About this exercise: According to the text segment, on which blog did the review of the Knowlton biography appear?

Text segment:
....
The review on The Junto blog appears here. The reviewer concluded that through my "popular intent, devotion to a subject, and the freedom of self-publishing," I lost my critical perspective and wrote a biography of Knowlton that "flirts with hagiography." Overall, not a review designed to drive a lot more readers to my book. However, the results of a piece are not always the same as the intent. And he did spell my name right.
I responded to the review's perspective on the gatekeeper function of publishers, rather than on the reviewer's opinion of the book. I think he raised interesting points — we just happened to be looking at them from completely different directions:
Thanks for reviewing my book. I think you make an interesting point about the ability of publishers to “force change on the author” because they’re “backed by a press” and able to put “conditions on publication.” Since you say the copy was clean and the writing fluid and accessible, I suspect the editorial contribution you were advocating was directed more toward the “thin analysis.” And there’s the rub.
I was able to write Knowlton’s story because he left a fairly big chunk of writing behind him, which I thought presented a quirky, but important and seldom-seen view of his times and the issues he faced. The people he was directly involved with did not. As a result, I would have needed to oppose Knowlton’s point of view with the voices of much more elite characters, and I didn’t want to do that. Although I do think there’s a story waiting to be told about early medicine in America that would pit characters like Amos Twitchell and Nathan Smith against the opponents of medical education, I didn’t choose to insert long (and previously published) passages from Timothy Dwight in a story focused on a non-elite perspective.
....
Collected data entries:
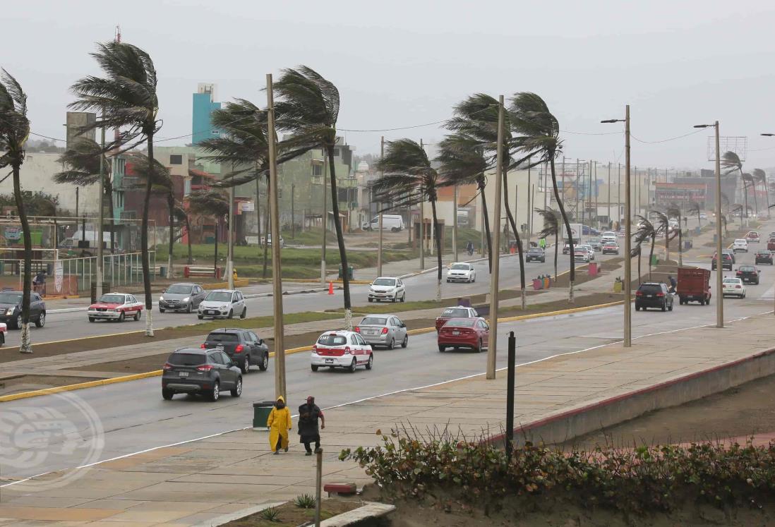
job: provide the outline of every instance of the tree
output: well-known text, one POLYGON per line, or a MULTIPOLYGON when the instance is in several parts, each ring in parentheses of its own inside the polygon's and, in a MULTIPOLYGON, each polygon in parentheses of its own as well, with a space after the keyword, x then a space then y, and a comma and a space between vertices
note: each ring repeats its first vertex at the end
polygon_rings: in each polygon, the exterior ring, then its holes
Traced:
POLYGON ((29 343, 29 291, 33 288, 33 239, 22 195, 21 167, 25 143, 29 137, 27 95, 21 84, 5 70, 0 70, 0 170, 11 167, 13 197, 24 239, 24 277, 22 290, 22 338, 19 351, 33 353, 29 343))
POLYGON ((515 134, 512 140, 515 150, 523 154, 523 160, 529 159, 529 167, 536 167, 542 163, 549 163, 552 174, 552 187, 554 191, 554 199, 560 208, 560 215, 565 224, 568 235, 568 243, 570 260, 570 284, 568 288, 568 301, 574 302, 574 282, 576 280, 576 263, 574 260, 574 241, 570 232, 570 222, 568 215, 565 212, 565 205, 560 197, 557 186, 557 174, 554 167, 554 160, 562 151, 562 141, 560 140, 560 123, 557 119, 549 111, 549 107, 543 99, 534 93, 522 92, 514 95, 511 99, 508 109, 509 124, 512 132, 515 134))
POLYGON ((111 163, 102 149, 95 141, 78 137, 73 142, 73 147, 65 150, 57 160, 67 168, 53 174, 57 183, 71 184, 88 187, 99 183, 100 163, 102 164, 103 203, 108 201, 110 208, 110 253, 114 252, 114 232, 115 219, 113 218, 113 180, 111 177, 111 163))
POLYGON ((431 167, 425 149, 416 141, 400 139, 385 143, 384 157, 377 164, 383 175, 372 183, 377 201, 398 202, 398 206, 412 206, 430 202, 436 244, 436 301, 441 301, 441 230, 436 215, 439 189, 449 183, 431 167), (396 194, 399 195, 396 198, 396 194))
MULTIPOLYGON (((148 157, 153 159, 153 136, 161 127, 157 119, 159 99, 153 60, 140 48, 122 42, 97 45, 91 53, 104 78, 88 76, 71 87, 78 100, 70 108, 81 111, 99 111, 101 116, 87 129, 106 128, 121 129, 116 139, 105 145, 105 150, 121 148, 129 150, 145 143, 148 157)), ((151 170, 153 170, 153 164, 151 170)), ((140 250, 143 253, 143 288, 146 300, 146 335, 153 336, 153 298, 150 291, 150 267, 148 262, 148 204, 153 177, 147 178, 140 250)))
MULTIPOLYGON (((334 214, 334 229, 342 263, 342 281, 344 289, 345 326, 353 327, 353 306, 350 298, 350 277, 347 275, 347 251, 339 212, 339 190, 336 185, 336 167, 334 148, 336 146, 336 119, 339 118, 339 90, 330 81, 306 66, 283 70, 274 83, 277 100, 274 104, 278 129, 288 132, 288 146, 292 150, 306 151, 315 147, 326 150, 329 159, 331 184, 331 205, 334 214)), ((323 228, 326 219, 323 218, 323 228)))
POLYGON ((543 218, 543 229, 538 233, 539 238, 554 236, 554 277, 557 277, 557 250, 560 248, 560 217, 556 211, 551 208, 536 208, 543 218))

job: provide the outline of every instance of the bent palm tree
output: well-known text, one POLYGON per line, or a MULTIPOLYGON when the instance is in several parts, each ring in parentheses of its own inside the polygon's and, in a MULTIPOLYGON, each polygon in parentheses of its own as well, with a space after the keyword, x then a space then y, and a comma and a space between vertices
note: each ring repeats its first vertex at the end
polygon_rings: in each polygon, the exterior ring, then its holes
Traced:
MULTIPOLYGON (((29 291, 33 288, 33 239, 22 196, 21 167, 25 144, 29 137, 27 95, 21 84, 5 70, 0 75, 0 169, 11 167, 13 198, 24 239, 24 278, 22 289, 22 338, 19 351, 33 353, 29 344, 29 291)), ((7 176, 6 176, 7 177, 7 176)))
POLYGON ((570 285, 568 301, 574 303, 574 282, 576 280, 576 263, 574 260, 574 238, 570 232, 570 222, 565 212, 565 205, 560 197, 557 186, 557 173, 554 167, 554 159, 562 150, 560 140, 560 123, 549 111, 543 99, 534 93, 522 92, 514 95, 508 108, 509 124, 515 134, 513 139, 515 149, 521 152, 523 159, 530 159, 529 167, 536 167, 542 163, 549 163, 552 174, 552 187, 554 199, 560 208, 565 229, 570 244, 569 251, 570 260, 570 285))
POLYGON ((431 167, 428 154, 420 144, 410 139, 385 143, 384 156, 377 164, 383 175, 372 183, 377 201, 392 198, 397 206, 412 206, 430 202, 436 245, 436 301, 441 301, 441 232, 436 215, 439 189, 449 186, 431 167), (396 194, 399 197, 396 198, 396 194))
MULTIPOLYGON (((99 110, 102 115, 86 129, 121 129, 117 137, 105 145, 128 150, 145 143, 148 157, 153 159, 153 136, 161 127, 157 120, 159 99, 157 75, 150 55, 140 48, 122 42, 97 45, 91 53, 105 78, 88 76, 71 87, 78 100, 69 105, 76 110, 99 110)), ((151 164, 151 170, 153 170, 151 164)), ((148 203, 153 177, 147 178, 143 206, 140 250, 143 253, 143 288, 146 301, 146 335, 153 336, 153 299, 150 292, 150 266, 148 262, 148 203)))

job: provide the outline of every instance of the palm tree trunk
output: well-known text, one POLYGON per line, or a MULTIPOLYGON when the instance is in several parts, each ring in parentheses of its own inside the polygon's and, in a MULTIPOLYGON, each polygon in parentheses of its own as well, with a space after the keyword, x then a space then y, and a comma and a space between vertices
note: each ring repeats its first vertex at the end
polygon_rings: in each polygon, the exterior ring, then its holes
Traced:
POLYGON ((31 353, 29 344, 29 291, 33 288, 33 238, 29 234, 29 223, 27 213, 24 210, 24 199, 22 198, 22 184, 19 164, 14 164, 13 198, 16 202, 19 219, 22 223, 22 236, 24 237, 24 284, 22 288, 22 342, 19 346, 20 353, 31 353))
POLYGON ((153 134, 148 134, 148 177, 146 181, 145 202, 143 204, 143 223, 140 232, 140 250, 143 253, 143 290, 146 297, 146 336, 153 336, 153 299, 150 295, 150 265, 148 263, 148 205, 153 184, 153 134))
MULTIPOLYGON (((568 285, 568 303, 574 303, 574 281, 576 280, 576 261, 574 258, 574 235, 570 232, 570 222, 568 221, 568 215, 565 213, 565 205, 563 200, 560 198, 560 190, 557 188, 557 173, 554 168, 554 155, 549 155, 549 167, 552 169, 552 187, 554 190, 554 198, 557 201, 557 207, 560 208, 560 215, 563 217, 563 223, 568 232, 568 243, 570 245, 570 284, 568 285)), ((555 275, 556 277, 556 275, 555 275)))
MULTIPOLYGON (((339 191, 336 188, 336 168, 334 165, 334 146, 326 146, 329 154, 329 167, 331 173, 331 205, 334 213, 334 228, 336 230, 336 243, 339 244, 339 260, 342 263, 342 287, 344 289, 344 325, 350 331, 353 329, 353 308, 350 303, 350 277, 347 275, 347 251, 344 246, 344 234, 342 232, 342 220, 339 214, 339 191)), ((323 228, 325 229, 325 219, 323 228)), ((441 251, 439 251, 441 257, 441 251)), ((439 273, 441 270, 439 271, 439 273)))

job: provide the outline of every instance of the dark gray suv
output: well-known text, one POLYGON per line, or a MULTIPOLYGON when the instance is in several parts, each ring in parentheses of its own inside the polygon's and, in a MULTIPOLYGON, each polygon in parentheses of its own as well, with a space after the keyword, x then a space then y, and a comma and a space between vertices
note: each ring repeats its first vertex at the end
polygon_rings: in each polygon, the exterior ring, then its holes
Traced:
POLYGON ((220 350, 176 350, 164 363, 161 396, 167 401, 178 393, 201 394, 218 401, 221 391, 242 395, 242 372, 220 350))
....
Solution below: The Junto blog.